• WRITTEN EXERCISE: In the forum thread, how much must an author pay Science Publishing Group to have a paper published?

• PASSAGE:
— start —

Any temperature change from any source will alter the density. It has been carefully observed and measured. Planes can't take off when the temperature is high because the density is too low for lift. It is not an anomaly. It is applied physics.



SSDD said:


> Note that although terms for insolation intensity and auto-compression are not used in the formula, it is proposed that these two are still what virtually determine an average near-surface


What he is saying here is that the gas law parameters are not enough to compute the temperature. You need to know the sun energy, etc, but he has no formula to compute the average near surface energy or temperature. Therefore the gas law alone is not complete in computing the temperatures of planets. So his theory has no meaning in computing temperature which is supposedly his goal. What he has done is simply show atmospheric data follow the ideal gas law. Of course it does. So what. There is no prediction given.



SSDD said:


> Actually, he is dead on. But do feel free to apply the greenhouse hypothesis to the other planets and lets see how close it is. Looking forward to seeing it work on saturn and jupiter where there are no so called greenhouse gasses to speak of.


It's simple. Don't make it complicated. Greenhouse gas models are not applicable if there are no greenhouse gases. That should have been obvious.

You were taken in by a charlatan. No question about that.

I wondered how a published paper could be so bad. Look at the upper left corner. It was published by Science Publishing Group. It's a web site. All you have to do is pay them $400 and they will publish your paper for everyone to read free of charge. Sort of like a diploma mill you pay the money they give you a diploma. Their papers are not peer reviewed. They are possibly internally reviewed but not by leading experts.

A professional journal never never charges the author. They charge the reader. It costs $10 to over $40 dollars for a reader to download a single professional journal paper or a $500 to over $900 a year for a subscription.

It is true that just because a paper is published for a price by a web mill, the paper still may be correct and informative, but the paper you cited is definitely not.


----------



## SSDD (Oct 23, 2018)

Wuwei said:


> I know what he is stating in no uncertain terms, but it is certain he is wrong.{/quote]
> 
> Really?  Based on what observed, measured evidence.  Lets see it.  We both know no such evidence will be forthcoming so why not just admit that the thought of him being right is just to terrible for you to bear?
> 
> ...


----------



## Wuwei (Oct 23, 2018)

— end —

Point placement records:
— start —

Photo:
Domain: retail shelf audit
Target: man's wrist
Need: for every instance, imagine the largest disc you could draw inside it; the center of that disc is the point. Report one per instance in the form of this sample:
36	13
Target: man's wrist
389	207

— end —

• EXPECTED OUTPUT: $400